Work instructions:
Below is a listing; copy all of it exactly.

Data lines:

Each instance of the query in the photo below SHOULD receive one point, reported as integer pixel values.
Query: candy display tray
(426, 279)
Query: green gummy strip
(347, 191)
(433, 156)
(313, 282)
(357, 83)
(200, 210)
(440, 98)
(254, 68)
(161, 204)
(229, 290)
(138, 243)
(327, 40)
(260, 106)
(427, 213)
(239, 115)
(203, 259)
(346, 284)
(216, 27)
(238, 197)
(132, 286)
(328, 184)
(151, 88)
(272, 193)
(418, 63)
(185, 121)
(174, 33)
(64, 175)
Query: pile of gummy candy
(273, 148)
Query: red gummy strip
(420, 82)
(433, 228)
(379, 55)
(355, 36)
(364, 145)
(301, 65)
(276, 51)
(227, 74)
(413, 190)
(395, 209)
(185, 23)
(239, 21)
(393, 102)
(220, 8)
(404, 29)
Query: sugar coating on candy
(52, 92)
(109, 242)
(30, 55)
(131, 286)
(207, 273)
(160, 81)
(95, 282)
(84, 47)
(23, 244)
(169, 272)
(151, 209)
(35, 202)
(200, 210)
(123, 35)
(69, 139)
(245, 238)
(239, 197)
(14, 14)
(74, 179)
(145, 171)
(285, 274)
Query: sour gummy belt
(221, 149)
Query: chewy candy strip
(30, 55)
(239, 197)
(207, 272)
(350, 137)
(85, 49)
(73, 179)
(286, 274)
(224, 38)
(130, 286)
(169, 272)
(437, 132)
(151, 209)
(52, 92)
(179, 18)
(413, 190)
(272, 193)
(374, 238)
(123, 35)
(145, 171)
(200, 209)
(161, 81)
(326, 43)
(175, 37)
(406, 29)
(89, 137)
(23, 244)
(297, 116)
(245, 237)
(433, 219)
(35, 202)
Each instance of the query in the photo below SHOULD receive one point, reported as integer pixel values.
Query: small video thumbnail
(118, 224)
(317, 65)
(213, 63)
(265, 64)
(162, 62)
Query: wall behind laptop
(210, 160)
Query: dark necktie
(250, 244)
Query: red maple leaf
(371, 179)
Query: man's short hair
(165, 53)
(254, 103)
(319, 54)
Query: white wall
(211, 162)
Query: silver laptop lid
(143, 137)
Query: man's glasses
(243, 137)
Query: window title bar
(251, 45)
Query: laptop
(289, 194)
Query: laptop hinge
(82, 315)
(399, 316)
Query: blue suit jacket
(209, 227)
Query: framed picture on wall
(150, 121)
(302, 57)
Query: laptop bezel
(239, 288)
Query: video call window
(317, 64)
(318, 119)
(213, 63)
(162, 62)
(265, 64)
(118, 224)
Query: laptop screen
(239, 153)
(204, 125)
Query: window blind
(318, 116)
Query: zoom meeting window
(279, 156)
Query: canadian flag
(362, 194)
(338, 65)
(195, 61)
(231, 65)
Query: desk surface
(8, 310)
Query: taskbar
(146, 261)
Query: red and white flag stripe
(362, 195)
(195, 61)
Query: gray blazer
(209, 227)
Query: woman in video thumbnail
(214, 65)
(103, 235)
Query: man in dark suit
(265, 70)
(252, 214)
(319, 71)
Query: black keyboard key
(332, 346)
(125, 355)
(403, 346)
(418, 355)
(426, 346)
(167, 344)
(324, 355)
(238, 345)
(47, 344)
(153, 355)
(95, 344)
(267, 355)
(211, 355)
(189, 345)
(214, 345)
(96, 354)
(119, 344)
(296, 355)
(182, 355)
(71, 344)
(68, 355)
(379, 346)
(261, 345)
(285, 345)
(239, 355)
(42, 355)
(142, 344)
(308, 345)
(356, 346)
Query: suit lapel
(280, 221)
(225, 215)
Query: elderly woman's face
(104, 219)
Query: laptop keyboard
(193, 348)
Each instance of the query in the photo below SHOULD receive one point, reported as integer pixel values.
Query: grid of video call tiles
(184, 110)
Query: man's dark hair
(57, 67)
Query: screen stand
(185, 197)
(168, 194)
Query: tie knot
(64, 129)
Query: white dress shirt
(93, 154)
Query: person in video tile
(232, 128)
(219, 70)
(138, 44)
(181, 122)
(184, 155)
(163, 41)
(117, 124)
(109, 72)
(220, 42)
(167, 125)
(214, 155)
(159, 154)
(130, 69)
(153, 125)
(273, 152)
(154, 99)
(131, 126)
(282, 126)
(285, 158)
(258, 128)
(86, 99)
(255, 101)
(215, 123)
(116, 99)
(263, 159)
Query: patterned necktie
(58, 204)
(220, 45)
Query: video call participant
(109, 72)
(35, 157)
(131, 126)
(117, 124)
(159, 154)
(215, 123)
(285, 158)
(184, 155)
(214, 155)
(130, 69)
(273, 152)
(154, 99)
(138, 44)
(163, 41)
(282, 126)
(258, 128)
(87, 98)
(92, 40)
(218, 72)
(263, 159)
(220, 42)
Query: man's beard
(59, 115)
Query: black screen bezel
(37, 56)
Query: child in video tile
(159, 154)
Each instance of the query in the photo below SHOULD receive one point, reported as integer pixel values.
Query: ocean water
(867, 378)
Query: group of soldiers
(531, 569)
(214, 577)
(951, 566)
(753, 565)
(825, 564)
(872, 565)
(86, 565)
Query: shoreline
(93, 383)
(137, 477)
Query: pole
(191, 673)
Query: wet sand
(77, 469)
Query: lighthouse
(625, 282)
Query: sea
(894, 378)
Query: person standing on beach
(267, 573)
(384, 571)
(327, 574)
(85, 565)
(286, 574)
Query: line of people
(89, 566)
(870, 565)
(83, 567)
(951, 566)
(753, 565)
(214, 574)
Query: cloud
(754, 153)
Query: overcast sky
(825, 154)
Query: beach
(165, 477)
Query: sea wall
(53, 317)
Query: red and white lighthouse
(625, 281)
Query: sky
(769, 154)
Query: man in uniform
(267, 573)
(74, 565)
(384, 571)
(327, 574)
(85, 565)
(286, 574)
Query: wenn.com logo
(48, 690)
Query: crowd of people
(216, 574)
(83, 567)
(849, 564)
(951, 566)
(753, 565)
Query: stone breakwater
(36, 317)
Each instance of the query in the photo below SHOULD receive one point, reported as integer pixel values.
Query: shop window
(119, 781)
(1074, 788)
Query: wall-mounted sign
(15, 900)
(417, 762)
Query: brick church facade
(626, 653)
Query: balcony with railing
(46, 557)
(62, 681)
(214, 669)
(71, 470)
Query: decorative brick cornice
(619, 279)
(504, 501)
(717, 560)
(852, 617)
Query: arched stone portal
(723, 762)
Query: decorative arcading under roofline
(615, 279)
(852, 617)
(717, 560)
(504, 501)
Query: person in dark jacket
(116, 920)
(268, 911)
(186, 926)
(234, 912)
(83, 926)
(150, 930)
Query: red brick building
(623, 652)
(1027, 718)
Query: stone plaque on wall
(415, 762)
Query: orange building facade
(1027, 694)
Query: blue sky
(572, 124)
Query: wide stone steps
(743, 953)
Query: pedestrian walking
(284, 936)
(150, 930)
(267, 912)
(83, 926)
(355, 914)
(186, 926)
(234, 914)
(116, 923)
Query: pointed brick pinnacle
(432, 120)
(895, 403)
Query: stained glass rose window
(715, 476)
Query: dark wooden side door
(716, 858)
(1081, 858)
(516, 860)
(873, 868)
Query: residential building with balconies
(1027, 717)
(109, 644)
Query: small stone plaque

Full solution:
Each instance of the query in the photo below SHOULD receive one point, reported as integer pixel values.
Query: candy display tray
(426, 279)
Query: green gummy strip
(347, 191)
(433, 156)
(313, 282)
(357, 83)
(200, 210)
(440, 98)
(254, 68)
(161, 204)
(229, 290)
(138, 243)
(327, 40)
(260, 106)
(427, 213)
(239, 115)
(203, 259)
(346, 284)
(216, 27)
(238, 197)
(132, 286)
(328, 184)
(151, 88)
(272, 193)
(418, 63)
(185, 121)
(174, 33)
(64, 175)
Query: pile of gummy candy
(273, 148)
Query: red gummy strip
(420, 82)
(433, 228)
(379, 55)
(355, 36)
(364, 145)
(301, 65)
(276, 51)
(227, 74)
(413, 190)
(395, 209)
(185, 23)
(239, 21)
(393, 102)
(220, 8)
(404, 29)
Query: sugar coating on candy
(52, 92)
(109, 242)
(30, 55)
(131, 286)
(207, 273)
(160, 81)
(95, 282)
(84, 47)
(23, 244)
(169, 272)
(151, 209)
(35, 202)
(200, 210)
(123, 35)
(69, 139)
(245, 238)
(239, 197)
(14, 14)
(74, 179)
(145, 171)
(285, 274)
Query: sour gummy belt
(221, 149)
Query: chewy candy strip
(30, 55)
(239, 197)
(207, 272)
(350, 137)
(85, 49)
(73, 179)
(286, 274)
(224, 38)
(130, 286)
(169, 272)
(437, 132)
(151, 209)
(52, 92)
(179, 18)
(413, 190)
(272, 193)
(374, 238)
(123, 35)
(145, 171)
(200, 209)
(161, 81)
(326, 43)
(175, 37)
(406, 29)
(89, 137)
(23, 244)
(297, 116)
(245, 237)
(433, 219)
(35, 202)
Each instance of the query in the photo below SHOULD receive one point, reported as integer pixel values.
Query: small video thumbnail
(118, 224)
(317, 65)
(213, 63)
(265, 64)
(162, 62)
Query: wall behind laptop
(210, 160)
Query: dark necktie
(250, 244)
Query: red maple leaf
(371, 179)
Query: man's short hair
(165, 53)
(254, 103)
(319, 54)
Query: white wall
(211, 162)
Query: silver laptop lid
(143, 137)
Query: man's glasses
(243, 137)
Query: window title bar
(251, 45)
Query: laptop
(289, 194)
Query: laptop hinge
(82, 315)
(399, 316)
Query: blue suit jacket
(209, 227)
Query: framed picture on wall
(150, 121)
(302, 57)
Query: laptop bezel
(239, 288)
Query: video call window
(317, 64)
(318, 119)
(213, 63)
(162, 62)
(265, 64)
(118, 224)
Query: laptop screen
(239, 153)
(204, 125)
Query: window blind
(318, 116)
Query: zoom meeting window
(279, 156)
Query: canadian flag
(362, 194)
(338, 65)
(195, 61)
(231, 65)
Query: desk surface
(8, 310)
Query: taskbar
(146, 261)
Query: red and white flag stripe
(362, 195)
(195, 61)
Query: gray blazer
(209, 227)
Query: woman in video thumbnail
(214, 65)
(103, 235)
Query: man in dark suit
(265, 70)
(252, 214)
(319, 71)
Query: black keyboard key
(332, 346)
(125, 355)
(403, 346)
(418, 355)
(426, 346)
(167, 344)
(324, 355)
(238, 345)
(47, 344)
(153, 355)
(95, 344)
(267, 355)
(211, 355)
(189, 345)
(214, 345)
(96, 354)
(119, 344)
(296, 355)
(182, 355)
(71, 344)
(68, 355)
(379, 346)
(261, 345)
(285, 345)
(239, 355)
(42, 355)
(142, 344)
(308, 345)
(356, 346)
Query: suit lapel
(280, 221)
(225, 215)
Query: elderly woman's face
(104, 219)
Query: laptop keyboard
(193, 348)
Each instance of the query in the photo below SHOULD receive one point, reported as integer pixel values.
Query: grid of video call tiles
(184, 110)
Query: man's dark hair
(57, 67)
Query: screen stand
(185, 197)
(168, 194)
Query: tie knot
(64, 129)
Query: white dress shirt
(93, 154)
Query: person in video tile
(232, 128)
(219, 70)
(138, 44)
(181, 122)
(184, 155)
(163, 41)
(117, 124)
(109, 72)
(220, 42)
(167, 125)
(214, 155)
(159, 154)
(130, 69)
(153, 125)
(273, 152)
(154, 99)
(131, 126)
(282, 126)
(285, 158)
(258, 128)
(86, 99)
(255, 101)
(215, 123)
(116, 99)
(263, 159)
Query: patterned necktie
(58, 204)
(220, 45)
Query: video call participant
(109, 72)
(35, 157)
(131, 126)
(117, 124)
(159, 154)
(215, 123)
(285, 158)
(184, 155)
(214, 155)
(130, 69)
(273, 152)
(154, 99)
(138, 44)
(163, 41)
(282, 126)
(258, 128)
(87, 98)
(92, 40)
(218, 72)
(263, 159)
(220, 42)
Query: man's beard
(59, 115)
Query: black screen bezel
(37, 56)
Query: child in video tile
(159, 154)
Each instance of the query in the photo below SHOULD receive one point, reported as integer pixel values.
Query: ocean water
(867, 378)
Query: group of soldiers
(531, 569)
(214, 577)
(951, 566)
(753, 565)
(825, 564)
(872, 565)
(86, 565)
Query: shoreline
(93, 383)
(137, 477)
Query: pole
(191, 673)
Query: wet sand
(77, 469)
Query: lighthouse
(625, 282)
Query: sea
(894, 378)
Query: person standing on beach
(267, 573)
(384, 571)
(327, 574)
(85, 565)
(286, 574)
Query: line of people
(89, 566)
(870, 565)
(83, 567)
(951, 566)
(753, 565)
(214, 574)
Query: cloud
(754, 153)
Query: overcast sky
(825, 154)
Query: beach
(165, 477)
Query: sea wall
(53, 317)
Query: red and white lighthouse
(625, 281)
Query: sky
(769, 154)
Query: man in uniform
(267, 573)
(74, 565)
(384, 571)
(327, 574)
(85, 565)
(286, 574)
Query: wenn.com logo
(48, 690)
Query: crowd of people
(216, 574)
(83, 567)
(849, 564)
(951, 566)
(753, 565)
Query: stone breakwater
(36, 317)
Each instance of the query in the photo below SHOULD receive one point, reported as integer pixel values.
Query: shop window
(119, 781)
(1074, 788)
Query: wall-mounted sign
(15, 900)
(417, 762)
Query: brick church facade
(626, 653)
Query: balcony with railing
(46, 557)
(62, 681)
(214, 669)
(71, 470)
Query: decorative brick cornice
(619, 279)
(504, 501)
(717, 560)
(852, 617)
Query: arched stone portal
(723, 762)
Query: decorative arcading under roofline
(615, 279)
(852, 617)
(717, 560)
(504, 501)
Query: person in dark jacket
(116, 920)
(268, 911)
(186, 926)
(234, 912)
(83, 926)
(150, 930)
Query: red brick building
(623, 652)
(1027, 718)
Query: stone plaque on wall
(415, 762)
Query: orange building facade
(1027, 694)
Query: blue sky
(572, 124)
Query: wide stone steps
(743, 953)
Query: pedestrian walking
(284, 936)
(150, 930)
(267, 912)
(83, 926)
(355, 914)
(186, 926)
(234, 914)
(116, 923)
Query: pointed brick pinnacle
(432, 120)
(895, 403)
Query: stained glass rose window
(715, 476)
Query: dark wooden side door
(716, 858)
(1081, 858)
(516, 860)
(873, 868)
Query: residential building with balconies
(1027, 717)
(109, 644)
Query: small stone plaque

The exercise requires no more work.